── Information provided

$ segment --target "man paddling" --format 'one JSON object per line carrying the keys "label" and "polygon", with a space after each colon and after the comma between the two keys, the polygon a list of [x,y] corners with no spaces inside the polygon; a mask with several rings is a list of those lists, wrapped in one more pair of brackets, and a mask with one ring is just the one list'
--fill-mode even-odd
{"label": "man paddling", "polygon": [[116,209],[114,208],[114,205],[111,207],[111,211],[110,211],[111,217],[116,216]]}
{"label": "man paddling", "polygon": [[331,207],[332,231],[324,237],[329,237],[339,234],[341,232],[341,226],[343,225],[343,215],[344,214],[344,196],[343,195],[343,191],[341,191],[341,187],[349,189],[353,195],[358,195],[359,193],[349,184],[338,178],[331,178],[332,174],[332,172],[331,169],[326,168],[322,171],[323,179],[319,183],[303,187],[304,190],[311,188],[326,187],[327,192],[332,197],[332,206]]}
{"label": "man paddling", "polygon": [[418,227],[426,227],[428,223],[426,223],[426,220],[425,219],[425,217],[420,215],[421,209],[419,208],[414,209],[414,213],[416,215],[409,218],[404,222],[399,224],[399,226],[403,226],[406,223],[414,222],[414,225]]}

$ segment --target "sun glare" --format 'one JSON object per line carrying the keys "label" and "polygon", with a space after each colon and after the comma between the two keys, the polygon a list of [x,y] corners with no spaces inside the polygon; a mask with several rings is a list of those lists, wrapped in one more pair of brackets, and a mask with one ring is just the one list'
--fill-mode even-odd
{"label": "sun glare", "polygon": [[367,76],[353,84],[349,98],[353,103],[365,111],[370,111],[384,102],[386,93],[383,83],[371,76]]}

────

• _Problem description_
Reproduce every item above, replacing "even-odd" with "nonzero" and leaving everything else unchanged.

• _Exercise response_
$ segment --target "man paddling" --format 'one JSON object per line carrying the keys "label" and "polygon", with a space after each colon and after the comma between the two keys, the polygon a list of [x,y] corners with no spaces inside the polygon; a mask with several rings is a list of those lists, wrapped in one more pair of brackets, and a mask with one ring is just the one list'
--fill-mode nonzero
{"label": "man paddling", "polygon": [[116,209],[114,208],[114,205],[111,207],[111,211],[110,211],[111,217],[116,216]]}
{"label": "man paddling", "polygon": [[331,207],[332,231],[324,237],[329,237],[339,234],[341,232],[341,226],[343,225],[343,215],[344,214],[344,196],[343,195],[343,191],[341,191],[341,187],[349,189],[353,195],[358,195],[359,193],[349,184],[338,178],[331,178],[332,174],[332,172],[331,169],[326,168],[322,171],[323,179],[319,183],[303,187],[304,190],[311,188],[326,187],[327,192],[332,197],[332,206]]}
{"label": "man paddling", "polygon": [[418,227],[426,227],[428,223],[426,223],[426,220],[425,219],[425,217],[420,215],[421,209],[419,208],[414,209],[414,213],[416,215],[409,218],[404,222],[399,224],[399,226],[403,226],[406,223],[414,222],[414,225]]}

$ segment --target "sun glare" --format 'one JSON object per line carrying the keys "label" and "polygon", with a space after each colon and after the comma between the two keys, the polygon a list of [x,y] corners with no spaces inside the polygon; a mask with several rings is a list of those lists, wrapped in one more pair of brackets, and a mask with one ring is just the one list'
--fill-mode nonzero
{"label": "sun glare", "polygon": [[367,76],[353,84],[349,98],[353,103],[365,111],[370,111],[384,102],[386,93],[383,83],[371,76]]}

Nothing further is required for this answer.